━━━ Text under study
Take the Battle Out of Tooth Brushing.

So you bought the kiddie friendly toothbrush in the shape of Shrek and the kiddie friendly toothpaste that the adverts promised, “no child could resist.” Then why does your child with Autism run from the bathroom every time he sees the tooth brush?

Its not that our children have a phobia of toothbrushes, its that they do not want the fight that often times happens once the tooth brush appears. You want to help your child not get a cavity, they want to avoid being held down while a tooth brush is being prised into their mouths.
1. Think, ” I want my child to love brushing his own teeth, and to want to do it, versus just getting it done tonight.”
2. “My child is more likely to entertain the thought of brushing his own teeth if I give him control.”
3.”If I keep doing the same thing, I will keep getting the same result.”
4. Stop forcing the toothbrush into his mouth, and focus on making that toothbrush friendly and inviting to him, so he stops associating the toothbrush with a fight.
5. Get a bunch of toothbrushes and put them in your playroom, keep one in your top pocket, and start playing tooth brushing games.
6.If your child likes to be tickled, try tickling him with the tooth brush.
7.Brush the teddies teeth, play pretend dentist, where your child is the dentist, and you and the teddies or figurines are the patients.
━━━━━━
- Activity list:
1) Could you reproduce the tooth-brushing article word for word, everything from "Its not that" down to "with a fight."?
2) Answer these questions from the tooth-brushing article:
(a) What character is the kiddie friendly toothbrush shaped like?
(b) Where should you keep one toothbrush?
(c) Who plays the dentist in the pretend dentist game?
━━━ Records provided
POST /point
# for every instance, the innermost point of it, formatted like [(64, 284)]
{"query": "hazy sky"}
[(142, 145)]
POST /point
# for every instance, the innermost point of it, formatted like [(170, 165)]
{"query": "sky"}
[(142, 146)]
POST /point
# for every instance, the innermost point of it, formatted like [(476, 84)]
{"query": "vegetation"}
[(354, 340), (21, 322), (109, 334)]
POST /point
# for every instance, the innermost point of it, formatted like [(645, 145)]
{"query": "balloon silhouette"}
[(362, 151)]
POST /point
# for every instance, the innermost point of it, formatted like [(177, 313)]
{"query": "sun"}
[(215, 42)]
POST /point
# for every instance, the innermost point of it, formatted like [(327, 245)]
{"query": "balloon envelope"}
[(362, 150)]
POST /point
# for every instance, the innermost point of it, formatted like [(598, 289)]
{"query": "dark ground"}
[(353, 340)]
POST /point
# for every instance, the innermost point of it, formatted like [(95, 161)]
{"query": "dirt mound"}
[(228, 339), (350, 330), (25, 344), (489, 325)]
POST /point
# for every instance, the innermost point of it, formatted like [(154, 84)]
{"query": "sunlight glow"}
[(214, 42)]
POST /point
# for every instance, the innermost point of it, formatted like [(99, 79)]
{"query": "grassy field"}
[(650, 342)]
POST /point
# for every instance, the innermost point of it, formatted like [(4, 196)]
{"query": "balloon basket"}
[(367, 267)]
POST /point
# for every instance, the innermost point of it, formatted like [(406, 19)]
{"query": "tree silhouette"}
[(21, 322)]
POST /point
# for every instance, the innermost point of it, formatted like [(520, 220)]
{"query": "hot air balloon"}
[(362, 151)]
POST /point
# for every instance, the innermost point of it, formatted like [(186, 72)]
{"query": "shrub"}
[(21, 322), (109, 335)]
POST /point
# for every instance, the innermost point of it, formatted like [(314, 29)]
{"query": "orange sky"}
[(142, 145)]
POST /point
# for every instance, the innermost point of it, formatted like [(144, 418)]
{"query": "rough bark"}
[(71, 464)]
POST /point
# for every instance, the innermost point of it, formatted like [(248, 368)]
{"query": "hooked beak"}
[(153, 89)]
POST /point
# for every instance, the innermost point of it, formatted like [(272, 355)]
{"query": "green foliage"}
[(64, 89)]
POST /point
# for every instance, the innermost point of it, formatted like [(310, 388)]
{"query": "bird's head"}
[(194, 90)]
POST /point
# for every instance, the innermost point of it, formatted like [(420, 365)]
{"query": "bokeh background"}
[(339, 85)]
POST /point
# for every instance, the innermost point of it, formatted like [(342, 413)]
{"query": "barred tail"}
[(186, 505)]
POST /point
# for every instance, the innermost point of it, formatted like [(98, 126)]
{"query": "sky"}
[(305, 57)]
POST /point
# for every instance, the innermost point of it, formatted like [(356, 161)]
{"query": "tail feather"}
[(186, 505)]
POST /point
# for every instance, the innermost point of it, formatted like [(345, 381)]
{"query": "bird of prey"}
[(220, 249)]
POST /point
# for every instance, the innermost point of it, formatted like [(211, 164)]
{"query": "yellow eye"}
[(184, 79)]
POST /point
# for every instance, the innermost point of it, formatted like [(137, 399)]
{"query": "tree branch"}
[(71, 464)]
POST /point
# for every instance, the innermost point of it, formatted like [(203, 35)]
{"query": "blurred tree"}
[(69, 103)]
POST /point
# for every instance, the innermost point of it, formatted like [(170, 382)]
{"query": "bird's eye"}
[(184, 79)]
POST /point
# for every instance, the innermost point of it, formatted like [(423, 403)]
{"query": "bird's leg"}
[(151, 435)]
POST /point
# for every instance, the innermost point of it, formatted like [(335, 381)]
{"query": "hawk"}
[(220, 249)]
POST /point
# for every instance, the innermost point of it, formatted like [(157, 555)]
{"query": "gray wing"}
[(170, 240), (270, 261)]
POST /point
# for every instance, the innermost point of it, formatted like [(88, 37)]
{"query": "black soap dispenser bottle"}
━━━━━━
- Written responses:
1)
Its not that our children have a phobia of toothbrushes, its that they do not want the fight that often times happens once the tooth brush appears. You want to help your child not get a cavity, they want to avoid being held down while a tooth brush is being prised into their mouths.
1. Think, ” I want my child to love brushing his own teeth, and to want to do it, versus just getting it done tonight.”
2. “My child is more likely to entertain the thought of brushing his own teeth if I give him control.”
3.”If I keep doing the same thing, I will keep getting the same result.”
4. Stop forcing the toothbrush into his mouth, and focus on making that toothbrush friendly and inviting to him, so he stops associating the toothbrush with a fight.

2)
(a) Shrek
(b) In your top pocket
(c) Your child